(Requirement) Render every line of the records below as one string in a JSON list, omitting blank lines and leaving out the pictures.

(Given data)

>> Begin

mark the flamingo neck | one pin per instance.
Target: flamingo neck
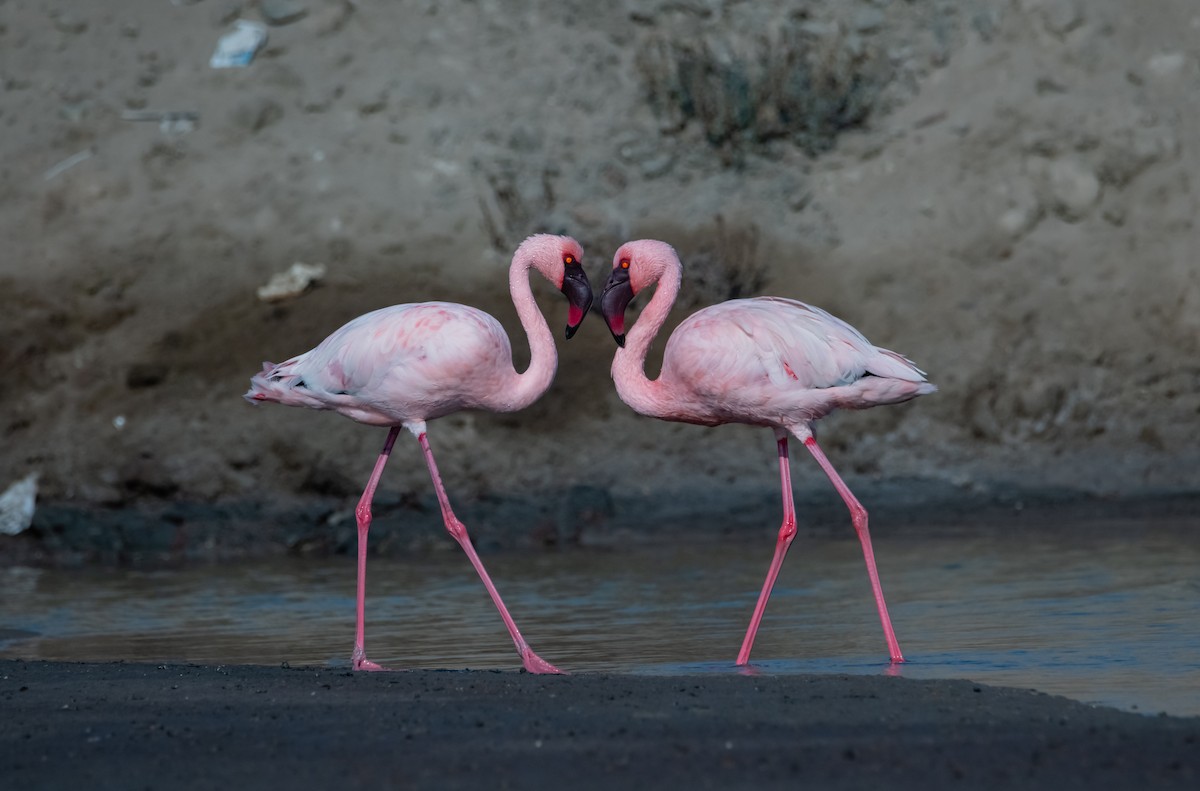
(646, 396)
(543, 354)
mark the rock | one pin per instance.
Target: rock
(1073, 186)
(282, 12)
(293, 282)
(17, 505)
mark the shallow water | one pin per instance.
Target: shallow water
(1108, 616)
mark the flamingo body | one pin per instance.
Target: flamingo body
(769, 361)
(400, 364)
(405, 365)
(765, 361)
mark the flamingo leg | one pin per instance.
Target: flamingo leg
(786, 533)
(858, 516)
(363, 516)
(532, 661)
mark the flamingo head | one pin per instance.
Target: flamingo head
(561, 261)
(635, 265)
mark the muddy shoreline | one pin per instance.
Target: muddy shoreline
(160, 532)
(184, 726)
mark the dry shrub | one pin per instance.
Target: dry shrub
(786, 82)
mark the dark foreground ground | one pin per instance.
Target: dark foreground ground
(147, 726)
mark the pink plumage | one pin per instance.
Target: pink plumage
(403, 365)
(765, 361)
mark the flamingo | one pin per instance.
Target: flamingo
(403, 365)
(765, 361)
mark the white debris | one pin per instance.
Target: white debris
(17, 505)
(292, 282)
(238, 47)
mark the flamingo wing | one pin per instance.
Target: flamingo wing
(407, 361)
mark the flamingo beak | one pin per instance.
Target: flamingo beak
(617, 293)
(579, 297)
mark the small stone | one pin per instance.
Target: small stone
(291, 283)
(1074, 186)
(17, 505)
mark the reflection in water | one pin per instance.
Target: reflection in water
(1105, 618)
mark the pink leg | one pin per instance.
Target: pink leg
(363, 516)
(533, 663)
(858, 516)
(786, 533)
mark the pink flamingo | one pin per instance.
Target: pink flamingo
(763, 361)
(403, 365)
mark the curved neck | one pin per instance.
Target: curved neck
(543, 355)
(646, 396)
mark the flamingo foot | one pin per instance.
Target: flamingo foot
(360, 661)
(535, 664)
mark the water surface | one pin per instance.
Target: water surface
(1107, 616)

>> End

(The answer)
[
  "mark the flamingo neck | one pin per instance.",
  "Target: flamingo neck",
  "(646, 396)",
  "(543, 354)",
  "mark the rock | one pin per instance.",
  "Target: rock",
  "(1073, 186)",
  "(282, 12)",
  "(293, 282)",
  "(17, 505)",
  "mark the shallow water | one pin per instance.",
  "Target: shallow water",
  "(1108, 616)",
  "mark the flamingo body | one pin per instance.",
  "Target: flamingo body",
  "(769, 361)",
  "(400, 364)",
  "(405, 365)",
  "(765, 361)",
  "mark the flamingo leg | one pin per instance.",
  "Target: flamingo leg",
  "(786, 533)",
  "(858, 516)",
  "(363, 516)",
  "(532, 661)",
  "mark the flamingo head | one pin per instance.",
  "Target: flamingo head",
  "(561, 261)",
  "(635, 265)",
  "mark the muddy shoreline | one pin per instance.",
  "Target: muddy shoreline",
  "(160, 532)",
  "(184, 726)",
  "mark the dry shrub | one pin per instance.",
  "Target: dry shrub",
  "(786, 82)",
  "mark the dark foreground ground | one pin per instance.",
  "Target: dark foreground ground",
  "(147, 726)",
  "mark the pink plumage | one pin per instance.",
  "Target: pink plumage",
  "(403, 365)",
  "(765, 361)",
  "mark the flamingo | one pin per instance.",
  "Target: flamingo",
  "(403, 365)",
  "(765, 361)",
  "mark the white debris | one pin per instance.",
  "Target: white debris",
  "(17, 505)",
  "(292, 282)",
  "(238, 47)",
  "mark the flamingo wing | one pin per instance.",
  "Target: flamingo wing",
  "(407, 361)",
  "mark the flamingo beak | one pin per instance.",
  "Target: flamingo beak",
  "(617, 293)",
  "(579, 297)",
  "mark the small stone | one pin per instance.",
  "Target: small stone",
  "(291, 283)",
  "(1074, 186)",
  "(17, 505)",
  "mark the reflection in water | one pin per instance.",
  "Target: reflection in water",
  "(1105, 618)",
  "mark the pink leg | one pin per instance.",
  "Target: pink leg",
  "(363, 516)",
  "(533, 663)",
  "(858, 516)",
  "(786, 533)",
  "mark the pink flamingo | one pin per instance.",
  "Target: pink flamingo",
  "(763, 361)",
  "(403, 365)",
  "mark the curved neck | one pin per instance.",
  "Target: curved neck",
  "(543, 355)",
  "(646, 396)",
  "mark the flamingo foot | one pin per instance.",
  "Target: flamingo foot",
  "(360, 661)",
  "(535, 664)",
  "mark the water surface | one pin per instance.",
  "Target: water surface",
  "(1107, 616)"
]